# [Problem to work on]
Pull out every line of the records below that contains the word "blue", and copy each one unchanged.

======== Material provided ========

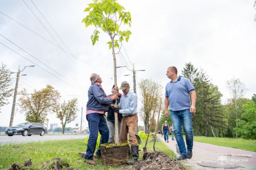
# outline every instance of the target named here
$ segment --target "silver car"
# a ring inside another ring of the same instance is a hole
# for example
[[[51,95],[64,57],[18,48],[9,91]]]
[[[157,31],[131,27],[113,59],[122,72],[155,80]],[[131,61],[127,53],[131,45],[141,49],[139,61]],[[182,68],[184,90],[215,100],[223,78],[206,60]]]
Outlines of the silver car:
[[[22,135],[23,136],[32,135],[44,136],[47,133],[47,128],[41,124],[37,123],[25,123],[15,126],[9,127],[5,130],[5,134],[9,136],[14,135]]]

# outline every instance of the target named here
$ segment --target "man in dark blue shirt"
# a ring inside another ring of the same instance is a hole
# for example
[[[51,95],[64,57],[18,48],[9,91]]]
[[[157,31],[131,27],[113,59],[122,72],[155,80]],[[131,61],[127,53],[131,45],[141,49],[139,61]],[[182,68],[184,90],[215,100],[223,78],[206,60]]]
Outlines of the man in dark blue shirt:
[[[166,75],[171,81],[165,87],[164,109],[165,116],[168,117],[168,107],[170,104],[170,117],[174,126],[174,134],[181,153],[177,160],[183,160],[192,157],[193,131],[191,113],[196,114],[197,96],[195,87],[190,80],[178,76],[177,74],[176,67],[171,66],[167,69]],[[181,122],[186,135],[187,152],[181,132]]]

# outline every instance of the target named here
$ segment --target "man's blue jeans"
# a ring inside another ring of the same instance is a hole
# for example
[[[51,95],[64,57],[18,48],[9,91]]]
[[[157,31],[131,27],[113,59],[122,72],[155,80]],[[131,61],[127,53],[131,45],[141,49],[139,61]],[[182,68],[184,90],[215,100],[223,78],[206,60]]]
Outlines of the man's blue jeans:
[[[170,118],[174,126],[174,134],[180,152],[181,154],[186,155],[187,150],[181,132],[181,123],[183,124],[183,129],[186,136],[187,149],[192,150],[193,148],[192,113],[189,112],[189,109],[175,111],[170,110]]]
[[[163,138],[164,138],[164,141],[169,140],[169,131],[163,131]]]
[[[109,131],[106,126],[106,119],[103,114],[90,113],[86,115],[86,119],[88,121],[88,126],[90,131],[89,139],[87,143],[86,159],[93,159],[93,154],[95,151],[95,148],[98,138],[98,134],[101,135],[100,144],[107,143],[109,140]],[[97,154],[100,155],[100,149],[97,151]]]

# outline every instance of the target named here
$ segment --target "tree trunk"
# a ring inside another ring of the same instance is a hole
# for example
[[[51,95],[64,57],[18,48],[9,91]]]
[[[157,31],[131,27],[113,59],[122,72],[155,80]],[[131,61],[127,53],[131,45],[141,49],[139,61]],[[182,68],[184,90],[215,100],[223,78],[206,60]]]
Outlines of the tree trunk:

========

# [Reply to the exercise]
$ segment --target "man in dark blue shirt"
Outlines of the man in dark blue shirt:
$ segment --target "man's blue jeans"
Outlines of the man's blue jeans:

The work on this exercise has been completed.